▶ [ACTION ITEM]
Copy the listing in full and exactly, omitting its images.

Start of MATERIAL FOR THIS EXERCISE

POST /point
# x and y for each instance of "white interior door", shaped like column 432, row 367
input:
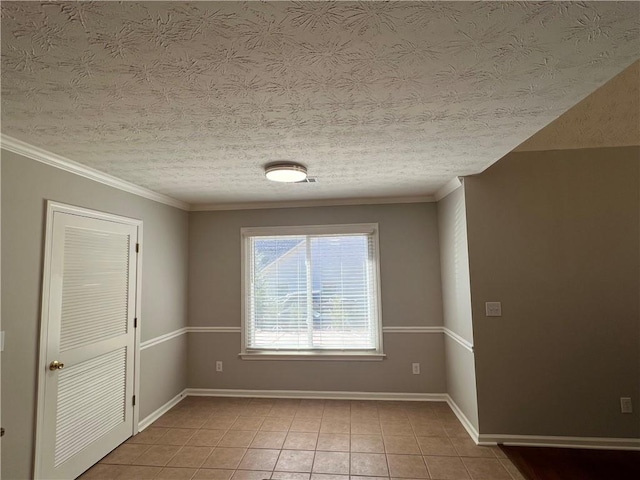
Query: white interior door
column 88, row 341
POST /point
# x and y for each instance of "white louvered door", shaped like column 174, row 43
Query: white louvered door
column 89, row 319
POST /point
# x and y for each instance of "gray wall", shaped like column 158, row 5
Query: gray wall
column 26, row 185
column 411, row 296
column 554, row 236
column 456, row 296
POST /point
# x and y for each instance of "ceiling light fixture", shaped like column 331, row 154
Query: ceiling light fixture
column 287, row 172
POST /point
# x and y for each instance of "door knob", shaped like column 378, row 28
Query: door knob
column 56, row 365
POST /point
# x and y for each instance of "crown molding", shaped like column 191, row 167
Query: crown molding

End of MATERIAL FOR THIS EXERCISE

▶ [EXERCISE ANSWER]
POST /point
# x and y for each instance of "white interior door", shaped like column 432, row 367
input:
Query: white interior door
column 88, row 341
POST /point
# x and y for each instance of "white louvered door", shaped like column 174, row 43
Query: white louvered door
column 89, row 319
POST /point
# x and y for each instance of "gray wall", shaped like column 158, row 5
Query: gray wall
column 26, row 185
column 411, row 296
column 554, row 236
column 456, row 296
POST /point
# x and y for each instance of "ceiling light fixture", shaped like column 331, row 154
Query: ceiling light fixture
column 287, row 172
POST /point
# x and y for each instance of "door knob", shaped like column 378, row 28
Query: door knob
column 56, row 365
POST /point
# x and y for each instance of "crown molding", shaped like column 191, row 167
Query: crown molding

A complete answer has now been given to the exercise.